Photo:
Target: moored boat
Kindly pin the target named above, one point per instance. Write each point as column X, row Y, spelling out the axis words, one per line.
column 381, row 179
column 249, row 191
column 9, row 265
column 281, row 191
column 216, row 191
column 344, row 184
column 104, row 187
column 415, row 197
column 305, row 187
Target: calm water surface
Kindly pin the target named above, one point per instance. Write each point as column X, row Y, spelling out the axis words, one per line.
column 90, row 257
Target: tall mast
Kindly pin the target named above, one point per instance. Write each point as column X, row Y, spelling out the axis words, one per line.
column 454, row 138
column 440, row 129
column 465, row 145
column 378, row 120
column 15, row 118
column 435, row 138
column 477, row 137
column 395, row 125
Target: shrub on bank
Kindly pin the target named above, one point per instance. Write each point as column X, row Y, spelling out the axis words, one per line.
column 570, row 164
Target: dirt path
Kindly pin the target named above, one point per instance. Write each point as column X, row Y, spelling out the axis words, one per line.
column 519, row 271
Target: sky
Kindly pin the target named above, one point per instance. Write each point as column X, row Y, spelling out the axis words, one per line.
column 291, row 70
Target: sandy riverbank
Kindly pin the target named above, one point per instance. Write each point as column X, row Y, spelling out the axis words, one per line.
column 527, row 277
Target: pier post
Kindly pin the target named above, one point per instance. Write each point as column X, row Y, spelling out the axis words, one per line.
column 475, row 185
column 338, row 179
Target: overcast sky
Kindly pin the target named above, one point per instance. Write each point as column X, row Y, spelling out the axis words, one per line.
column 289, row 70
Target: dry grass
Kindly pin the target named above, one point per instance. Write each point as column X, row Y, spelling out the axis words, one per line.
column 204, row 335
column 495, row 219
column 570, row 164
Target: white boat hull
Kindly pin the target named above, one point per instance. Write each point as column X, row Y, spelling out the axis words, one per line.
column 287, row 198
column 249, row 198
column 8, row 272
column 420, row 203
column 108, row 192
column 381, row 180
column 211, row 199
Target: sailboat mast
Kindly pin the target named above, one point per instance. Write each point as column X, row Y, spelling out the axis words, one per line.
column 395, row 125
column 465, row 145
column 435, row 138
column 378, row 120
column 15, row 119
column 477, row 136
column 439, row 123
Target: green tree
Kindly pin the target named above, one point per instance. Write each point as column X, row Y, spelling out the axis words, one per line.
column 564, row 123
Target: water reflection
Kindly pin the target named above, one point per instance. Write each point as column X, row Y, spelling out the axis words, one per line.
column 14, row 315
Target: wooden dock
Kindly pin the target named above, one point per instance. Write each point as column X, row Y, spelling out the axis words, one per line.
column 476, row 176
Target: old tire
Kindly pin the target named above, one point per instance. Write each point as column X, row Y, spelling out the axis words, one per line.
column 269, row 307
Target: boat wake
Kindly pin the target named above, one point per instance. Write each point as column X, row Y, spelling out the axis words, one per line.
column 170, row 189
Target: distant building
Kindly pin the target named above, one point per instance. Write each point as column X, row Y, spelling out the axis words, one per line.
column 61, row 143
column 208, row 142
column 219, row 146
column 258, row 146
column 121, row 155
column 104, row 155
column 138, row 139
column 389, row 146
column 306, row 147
○ ○ ○
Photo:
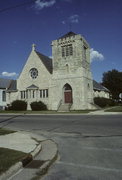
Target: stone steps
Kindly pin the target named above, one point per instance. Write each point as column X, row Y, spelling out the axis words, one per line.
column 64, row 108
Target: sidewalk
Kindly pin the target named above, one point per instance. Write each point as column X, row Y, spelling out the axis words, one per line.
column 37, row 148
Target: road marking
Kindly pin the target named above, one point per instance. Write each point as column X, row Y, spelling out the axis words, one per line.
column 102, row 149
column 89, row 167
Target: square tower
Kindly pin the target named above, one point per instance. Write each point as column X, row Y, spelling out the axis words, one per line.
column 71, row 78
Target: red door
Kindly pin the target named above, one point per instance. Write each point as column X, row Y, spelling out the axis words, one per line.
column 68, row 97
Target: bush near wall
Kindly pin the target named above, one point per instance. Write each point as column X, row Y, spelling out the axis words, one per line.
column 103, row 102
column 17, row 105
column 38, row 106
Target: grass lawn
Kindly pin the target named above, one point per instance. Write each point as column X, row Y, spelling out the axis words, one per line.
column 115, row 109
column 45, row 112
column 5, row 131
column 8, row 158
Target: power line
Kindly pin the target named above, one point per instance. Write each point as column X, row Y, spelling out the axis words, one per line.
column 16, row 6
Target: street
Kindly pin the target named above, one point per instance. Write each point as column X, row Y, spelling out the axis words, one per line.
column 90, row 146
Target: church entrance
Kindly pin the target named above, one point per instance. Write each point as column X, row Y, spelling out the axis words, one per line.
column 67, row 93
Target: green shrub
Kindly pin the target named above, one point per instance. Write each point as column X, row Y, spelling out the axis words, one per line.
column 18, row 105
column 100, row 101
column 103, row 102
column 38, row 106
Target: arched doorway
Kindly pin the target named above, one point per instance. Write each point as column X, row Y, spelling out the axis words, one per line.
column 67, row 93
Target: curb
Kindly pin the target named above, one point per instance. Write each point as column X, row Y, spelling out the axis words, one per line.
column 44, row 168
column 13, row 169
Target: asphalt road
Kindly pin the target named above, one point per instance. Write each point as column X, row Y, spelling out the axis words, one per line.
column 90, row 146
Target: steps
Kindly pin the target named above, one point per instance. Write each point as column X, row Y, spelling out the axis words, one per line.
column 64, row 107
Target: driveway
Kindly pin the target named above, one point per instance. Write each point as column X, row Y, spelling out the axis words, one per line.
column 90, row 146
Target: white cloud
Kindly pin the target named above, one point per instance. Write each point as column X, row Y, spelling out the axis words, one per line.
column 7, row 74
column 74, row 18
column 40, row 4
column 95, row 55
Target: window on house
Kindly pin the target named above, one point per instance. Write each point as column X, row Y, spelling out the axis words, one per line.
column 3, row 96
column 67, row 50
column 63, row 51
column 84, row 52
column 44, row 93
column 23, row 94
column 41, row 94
○ ○ ○
**Task brief**: When a line in the material includes the word "water", copy it out.

**Answer below**:
Target: calm water surface
Target: water reflection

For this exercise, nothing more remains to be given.